● **Information shown**:
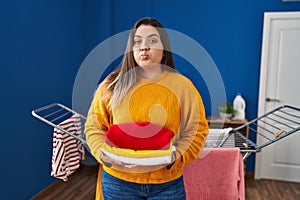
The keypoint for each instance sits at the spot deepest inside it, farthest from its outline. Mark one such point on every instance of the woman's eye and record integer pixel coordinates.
(137, 42)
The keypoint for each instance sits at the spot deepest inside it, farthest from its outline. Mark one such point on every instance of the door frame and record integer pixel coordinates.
(269, 17)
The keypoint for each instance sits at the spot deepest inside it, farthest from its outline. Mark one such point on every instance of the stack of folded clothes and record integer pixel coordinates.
(139, 143)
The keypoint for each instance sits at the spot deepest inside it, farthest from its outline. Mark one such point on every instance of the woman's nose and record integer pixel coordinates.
(145, 46)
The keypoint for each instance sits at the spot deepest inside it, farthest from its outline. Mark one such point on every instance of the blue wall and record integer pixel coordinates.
(43, 44)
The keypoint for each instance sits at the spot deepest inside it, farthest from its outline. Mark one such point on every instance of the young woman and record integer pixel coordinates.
(146, 88)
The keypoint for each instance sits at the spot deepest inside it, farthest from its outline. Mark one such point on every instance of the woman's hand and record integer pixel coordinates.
(108, 161)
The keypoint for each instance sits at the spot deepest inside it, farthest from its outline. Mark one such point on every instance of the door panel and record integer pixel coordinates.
(280, 80)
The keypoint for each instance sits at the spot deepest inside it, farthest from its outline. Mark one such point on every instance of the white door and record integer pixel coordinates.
(280, 84)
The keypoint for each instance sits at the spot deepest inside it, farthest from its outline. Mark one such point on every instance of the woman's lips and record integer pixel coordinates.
(144, 57)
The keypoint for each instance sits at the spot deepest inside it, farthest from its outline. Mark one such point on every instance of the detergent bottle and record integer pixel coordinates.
(239, 106)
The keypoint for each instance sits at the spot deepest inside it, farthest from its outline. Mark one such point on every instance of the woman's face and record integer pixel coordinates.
(147, 47)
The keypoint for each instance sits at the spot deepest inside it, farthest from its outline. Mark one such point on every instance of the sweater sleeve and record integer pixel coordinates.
(194, 126)
(96, 125)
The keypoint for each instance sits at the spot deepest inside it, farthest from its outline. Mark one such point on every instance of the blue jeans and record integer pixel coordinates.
(115, 189)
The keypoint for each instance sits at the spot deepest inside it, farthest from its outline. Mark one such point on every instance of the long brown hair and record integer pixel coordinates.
(119, 81)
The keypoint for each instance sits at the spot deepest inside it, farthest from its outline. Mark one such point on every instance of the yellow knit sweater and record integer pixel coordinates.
(169, 100)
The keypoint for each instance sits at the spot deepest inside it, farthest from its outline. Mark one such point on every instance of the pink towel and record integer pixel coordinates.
(217, 174)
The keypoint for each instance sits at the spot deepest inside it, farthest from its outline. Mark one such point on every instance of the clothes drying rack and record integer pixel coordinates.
(271, 127)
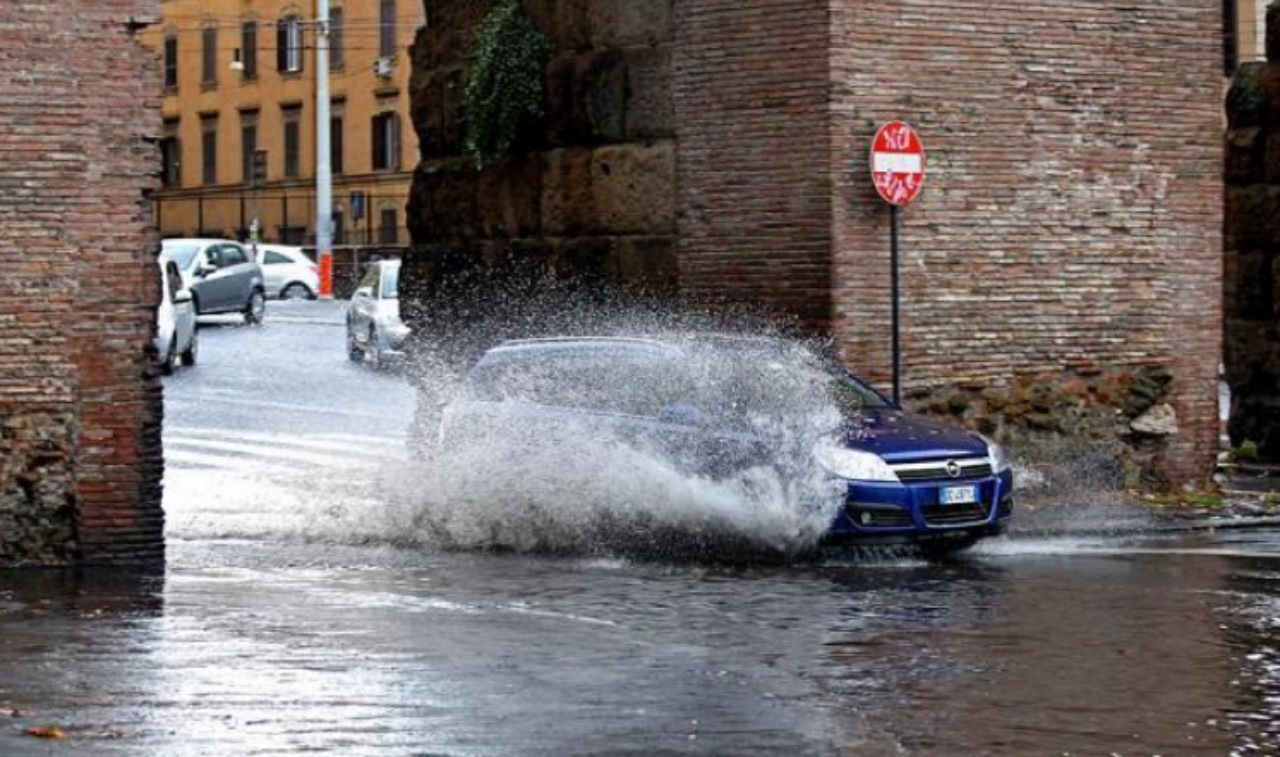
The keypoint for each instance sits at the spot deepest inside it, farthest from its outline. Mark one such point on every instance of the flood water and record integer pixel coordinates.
(1159, 647)
(301, 611)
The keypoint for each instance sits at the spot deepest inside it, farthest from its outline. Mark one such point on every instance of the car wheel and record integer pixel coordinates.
(255, 309)
(353, 352)
(170, 359)
(192, 351)
(297, 291)
(375, 351)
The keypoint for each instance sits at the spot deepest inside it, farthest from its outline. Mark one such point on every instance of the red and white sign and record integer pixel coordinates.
(897, 163)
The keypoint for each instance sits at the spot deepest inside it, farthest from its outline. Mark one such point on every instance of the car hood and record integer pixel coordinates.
(904, 437)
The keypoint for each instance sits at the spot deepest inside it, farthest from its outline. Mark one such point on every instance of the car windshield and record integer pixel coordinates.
(181, 254)
(391, 282)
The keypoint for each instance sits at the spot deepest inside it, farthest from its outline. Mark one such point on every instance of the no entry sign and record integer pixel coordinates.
(897, 163)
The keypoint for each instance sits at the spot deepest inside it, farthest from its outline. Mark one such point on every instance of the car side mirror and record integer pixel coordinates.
(681, 413)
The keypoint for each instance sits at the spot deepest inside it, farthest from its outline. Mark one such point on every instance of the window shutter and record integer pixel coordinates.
(282, 45)
(379, 142)
(393, 159)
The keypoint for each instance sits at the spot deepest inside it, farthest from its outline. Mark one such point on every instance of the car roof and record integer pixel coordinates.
(675, 341)
(197, 241)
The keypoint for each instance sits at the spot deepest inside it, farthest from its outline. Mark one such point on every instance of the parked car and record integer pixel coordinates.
(222, 276)
(718, 405)
(288, 273)
(374, 328)
(177, 337)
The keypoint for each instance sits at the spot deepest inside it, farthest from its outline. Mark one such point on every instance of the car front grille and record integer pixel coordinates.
(954, 514)
(967, 469)
(878, 516)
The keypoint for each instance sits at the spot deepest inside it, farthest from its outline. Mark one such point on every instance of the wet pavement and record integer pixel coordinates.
(295, 618)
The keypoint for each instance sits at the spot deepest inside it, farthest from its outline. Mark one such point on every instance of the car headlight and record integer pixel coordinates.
(1000, 461)
(854, 464)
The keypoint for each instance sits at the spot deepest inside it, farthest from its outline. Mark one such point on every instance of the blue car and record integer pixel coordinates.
(717, 404)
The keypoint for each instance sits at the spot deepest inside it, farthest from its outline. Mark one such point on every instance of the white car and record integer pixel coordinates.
(374, 329)
(177, 337)
(288, 273)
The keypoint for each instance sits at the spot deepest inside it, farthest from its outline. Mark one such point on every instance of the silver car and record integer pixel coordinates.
(288, 273)
(222, 274)
(177, 337)
(374, 328)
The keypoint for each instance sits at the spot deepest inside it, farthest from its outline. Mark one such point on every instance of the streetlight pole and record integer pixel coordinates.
(324, 168)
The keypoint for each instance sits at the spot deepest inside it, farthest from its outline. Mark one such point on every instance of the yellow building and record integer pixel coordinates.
(240, 109)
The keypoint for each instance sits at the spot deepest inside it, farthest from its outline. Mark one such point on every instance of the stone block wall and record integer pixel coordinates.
(80, 410)
(1070, 224)
(1253, 249)
(753, 127)
(1066, 247)
(594, 196)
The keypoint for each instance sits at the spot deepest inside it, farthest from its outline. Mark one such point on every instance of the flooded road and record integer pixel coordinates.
(292, 619)
(1028, 648)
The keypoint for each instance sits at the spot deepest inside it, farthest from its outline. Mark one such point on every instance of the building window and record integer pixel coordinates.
(209, 56)
(388, 228)
(336, 144)
(209, 149)
(170, 62)
(170, 155)
(337, 37)
(387, 28)
(385, 128)
(292, 141)
(248, 146)
(288, 45)
(248, 50)
(1230, 39)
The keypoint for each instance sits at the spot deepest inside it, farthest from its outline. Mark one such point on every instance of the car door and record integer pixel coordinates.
(238, 270)
(210, 288)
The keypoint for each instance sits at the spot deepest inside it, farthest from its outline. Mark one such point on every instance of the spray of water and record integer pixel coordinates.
(679, 446)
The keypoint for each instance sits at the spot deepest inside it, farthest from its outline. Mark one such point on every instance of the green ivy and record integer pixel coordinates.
(504, 85)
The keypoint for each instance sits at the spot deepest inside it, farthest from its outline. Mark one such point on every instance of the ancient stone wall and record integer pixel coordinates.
(80, 415)
(595, 194)
(753, 124)
(1070, 224)
(1253, 249)
(1064, 260)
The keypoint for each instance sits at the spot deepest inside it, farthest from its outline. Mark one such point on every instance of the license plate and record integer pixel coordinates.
(959, 495)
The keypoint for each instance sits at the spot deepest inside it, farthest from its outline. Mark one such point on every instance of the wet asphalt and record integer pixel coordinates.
(302, 612)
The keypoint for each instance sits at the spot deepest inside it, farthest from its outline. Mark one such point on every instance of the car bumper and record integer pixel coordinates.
(895, 512)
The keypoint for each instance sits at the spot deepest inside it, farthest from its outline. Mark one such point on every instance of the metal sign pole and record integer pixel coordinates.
(894, 286)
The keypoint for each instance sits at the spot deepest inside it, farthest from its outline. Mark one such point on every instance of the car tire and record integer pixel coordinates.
(297, 291)
(353, 352)
(255, 309)
(192, 351)
(375, 352)
(170, 360)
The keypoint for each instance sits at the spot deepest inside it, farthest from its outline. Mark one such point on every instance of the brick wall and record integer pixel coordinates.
(1253, 249)
(80, 413)
(752, 91)
(1069, 235)
(1072, 217)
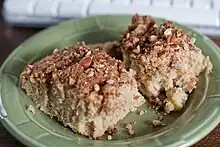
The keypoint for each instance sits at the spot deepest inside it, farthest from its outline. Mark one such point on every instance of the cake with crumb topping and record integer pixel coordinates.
(166, 61)
(85, 89)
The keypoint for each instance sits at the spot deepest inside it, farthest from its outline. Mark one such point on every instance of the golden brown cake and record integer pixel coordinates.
(166, 61)
(85, 89)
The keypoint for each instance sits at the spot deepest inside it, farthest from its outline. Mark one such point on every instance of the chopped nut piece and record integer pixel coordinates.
(72, 81)
(88, 53)
(109, 137)
(96, 87)
(156, 122)
(110, 82)
(168, 32)
(55, 50)
(91, 74)
(129, 129)
(141, 112)
(153, 38)
(86, 62)
(31, 109)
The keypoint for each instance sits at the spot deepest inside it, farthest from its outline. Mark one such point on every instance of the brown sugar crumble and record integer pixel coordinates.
(85, 89)
(166, 61)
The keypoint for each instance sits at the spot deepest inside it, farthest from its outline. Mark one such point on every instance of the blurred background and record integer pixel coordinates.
(21, 19)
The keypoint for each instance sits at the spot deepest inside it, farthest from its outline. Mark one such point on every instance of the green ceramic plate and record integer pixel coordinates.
(183, 128)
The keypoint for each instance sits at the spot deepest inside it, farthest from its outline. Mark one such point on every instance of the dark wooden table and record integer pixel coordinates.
(10, 37)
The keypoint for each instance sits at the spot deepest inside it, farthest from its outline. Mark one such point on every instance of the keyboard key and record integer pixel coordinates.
(101, 1)
(187, 16)
(216, 4)
(46, 8)
(163, 3)
(141, 2)
(21, 7)
(74, 9)
(123, 2)
(182, 3)
(202, 4)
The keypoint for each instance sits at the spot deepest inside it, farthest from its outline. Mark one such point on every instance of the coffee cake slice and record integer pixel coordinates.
(166, 61)
(85, 89)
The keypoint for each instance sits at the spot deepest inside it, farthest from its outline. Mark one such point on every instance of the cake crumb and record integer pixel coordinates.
(109, 137)
(156, 122)
(141, 112)
(129, 129)
(31, 109)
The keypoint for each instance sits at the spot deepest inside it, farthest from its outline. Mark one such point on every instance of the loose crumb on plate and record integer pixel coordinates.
(31, 109)
(129, 129)
(109, 137)
(156, 123)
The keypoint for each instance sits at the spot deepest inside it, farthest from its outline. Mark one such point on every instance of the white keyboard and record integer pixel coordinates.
(203, 15)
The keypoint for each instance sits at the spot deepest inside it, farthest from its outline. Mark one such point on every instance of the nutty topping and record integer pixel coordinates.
(86, 62)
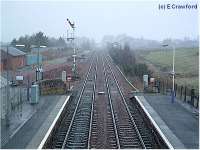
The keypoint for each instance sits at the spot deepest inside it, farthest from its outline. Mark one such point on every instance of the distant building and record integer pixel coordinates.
(3, 83)
(16, 58)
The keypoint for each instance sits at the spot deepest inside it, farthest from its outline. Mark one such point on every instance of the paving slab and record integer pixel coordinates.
(33, 131)
(179, 124)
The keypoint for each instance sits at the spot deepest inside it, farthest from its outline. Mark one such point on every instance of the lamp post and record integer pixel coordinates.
(7, 82)
(173, 72)
(38, 63)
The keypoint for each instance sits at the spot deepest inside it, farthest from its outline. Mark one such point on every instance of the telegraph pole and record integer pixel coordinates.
(72, 39)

● **Exercise aim**: Pictures must be left out. Repeat exactly the lines from the one containing "keyboard and record integer pixel coordinates." through the final line of the data.

● **Complete output**:
The keypoint for each instance sits at the spot deepest inside it, farthest from its outline. Mark one such point on every instance of the white keyboard and record integer pixel coordinates.
(203, 15)
The keypoint for each instance sits at the spot deepest inside it, farthest from its outline. Mark one such point on every instance of the nutty topping and record integer pixel coordinates.
(86, 62)
The keypoint for each instance sits at the spot deepest inside it, farthest from its outline. Mark one such point on every instance of the distant building and record integer pixel coordinates.
(3, 83)
(16, 58)
The keypoint for each instance sits at the spot deepest inside it, farthest from its outline. Mark one such point on every instance of the paving slab and record integer pixel coordinates.
(33, 131)
(179, 124)
The keypoint for each instance sits at the spot deepest inside it, farthest from its outline. Mark one such point on every instance of the lamp post and record integer pixel coordinates.
(7, 82)
(173, 72)
(38, 63)
The keypoint for each instance sits at the spot deepest inside it, farthest from its outline. Mark one such point on every instance of the telegraph pole and record integer pixel coordinates.
(72, 39)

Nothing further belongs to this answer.